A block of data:

——

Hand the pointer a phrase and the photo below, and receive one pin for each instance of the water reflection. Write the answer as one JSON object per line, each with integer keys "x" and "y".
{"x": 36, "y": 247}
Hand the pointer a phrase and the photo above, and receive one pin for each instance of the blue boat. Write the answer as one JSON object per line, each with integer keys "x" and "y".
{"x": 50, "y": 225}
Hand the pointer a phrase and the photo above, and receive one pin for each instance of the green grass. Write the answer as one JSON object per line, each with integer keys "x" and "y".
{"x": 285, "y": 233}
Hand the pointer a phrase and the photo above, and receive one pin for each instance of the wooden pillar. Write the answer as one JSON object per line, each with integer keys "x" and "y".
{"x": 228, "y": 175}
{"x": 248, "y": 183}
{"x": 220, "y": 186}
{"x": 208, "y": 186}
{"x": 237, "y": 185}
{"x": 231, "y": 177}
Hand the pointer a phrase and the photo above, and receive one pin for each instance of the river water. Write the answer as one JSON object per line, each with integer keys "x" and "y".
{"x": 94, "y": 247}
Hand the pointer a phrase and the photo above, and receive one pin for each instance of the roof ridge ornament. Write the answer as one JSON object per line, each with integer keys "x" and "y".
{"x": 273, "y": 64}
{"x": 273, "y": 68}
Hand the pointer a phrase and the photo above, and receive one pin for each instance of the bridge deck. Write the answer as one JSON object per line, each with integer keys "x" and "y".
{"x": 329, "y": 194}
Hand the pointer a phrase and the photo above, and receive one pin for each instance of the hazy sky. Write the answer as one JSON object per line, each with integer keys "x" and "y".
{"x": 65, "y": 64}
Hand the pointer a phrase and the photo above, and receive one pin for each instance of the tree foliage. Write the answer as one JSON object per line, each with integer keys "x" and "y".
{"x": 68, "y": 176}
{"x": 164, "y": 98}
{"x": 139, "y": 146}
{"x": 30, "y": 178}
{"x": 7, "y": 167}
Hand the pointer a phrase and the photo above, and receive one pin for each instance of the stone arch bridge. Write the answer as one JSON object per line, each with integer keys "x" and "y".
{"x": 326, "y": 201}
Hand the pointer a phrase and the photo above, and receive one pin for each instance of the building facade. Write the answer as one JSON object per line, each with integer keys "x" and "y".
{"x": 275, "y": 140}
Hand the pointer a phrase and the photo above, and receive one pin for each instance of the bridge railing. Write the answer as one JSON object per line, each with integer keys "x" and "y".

——

• WRITTEN INSTRUCTION: Repeat the data precisely, reproducing every entry.

• EXPECTED ANSWER:
Hand the pointer a phrase and the photo below, and receive one pin for each instance of the water reflection. Write the answer as one JSON object per line, each with integer keys "x" and "y".
{"x": 36, "y": 247}
Hand the pointer a phrase and the photo above, and receive one pin for each instance of the blue boat. Write the answer as one JSON object per line, each with integer keys "x" and "y".
{"x": 50, "y": 225}
Hand the pointer a phrase and the photo above, and receive one pin for each instance of the green grass. Write the answer as one JSON object per line, each with integer keys "x" and "y".
{"x": 285, "y": 233}
Hand the pointer a phrase and the photo above, and receive one pin for each instance of the wooden pillar. Write the answer as one JSON object per line, each with integer keys "x" and "y".
{"x": 228, "y": 175}
{"x": 248, "y": 183}
{"x": 220, "y": 186}
{"x": 208, "y": 186}
{"x": 237, "y": 185}
{"x": 231, "y": 177}
Hand the pointer a phrase and the photo above, and receive one pin for each instance of the river water. Write the answer as one JSON object per line, each with integer keys "x" and "y".
{"x": 94, "y": 247}
Hand the pointer a phrase and the photo above, and receive one pin for each instance of the roof ridge ornament. Write the answer as one JSON object per line, each with integer keys "x" and "y".
{"x": 273, "y": 64}
{"x": 273, "y": 68}
Hand the pointer a phrase and the photo above, and receive one pin for each instance of the bridge deck. Write the answer as one JSON object per line, each with integer keys "x" and "y".
{"x": 329, "y": 194}
Hand the pointer a phrase and the photo above, and receive one pin for each instance of the hazy sky. Write the answer as one JSON object per line, each with integer keys "x" and "y".
{"x": 65, "y": 64}
Hand the pointer a phrase and the photo above, and receive one pin for each instance of the tree foliage. Write the answer as one JSON object per line, each with integer keys "x" and "y".
{"x": 68, "y": 176}
{"x": 164, "y": 98}
{"x": 139, "y": 146}
{"x": 30, "y": 178}
{"x": 7, "y": 167}
Hand the pointer a phrase and the photo above, and receive one pin for each instance of the stone arch bridge. Write the answer as one JSON object per line, each with integer keys "x" and "y".
{"x": 326, "y": 201}
Hand the pointer a phrase and the photo above, and receive one pin for each instance of the building facade. Write the answer as one JSON object per line, each with integer keys "x" and "y".
{"x": 275, "y": 140}
Hand the pointer a phrase and the photo above, and receive one pin for each instance of the bridge railing. Write the answer as one JSON object per line, each with integer keys "x" and "y".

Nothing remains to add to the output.